■ EXERCISE TASK:
State how many lines of the material below contain the string "this", matching case exactly. Give only the number.

■ WORKING DATA:

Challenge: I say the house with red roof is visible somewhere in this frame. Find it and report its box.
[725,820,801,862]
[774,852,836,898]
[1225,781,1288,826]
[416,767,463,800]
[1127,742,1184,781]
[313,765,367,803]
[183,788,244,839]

■ ANSWER TO THE EXERCISE:
1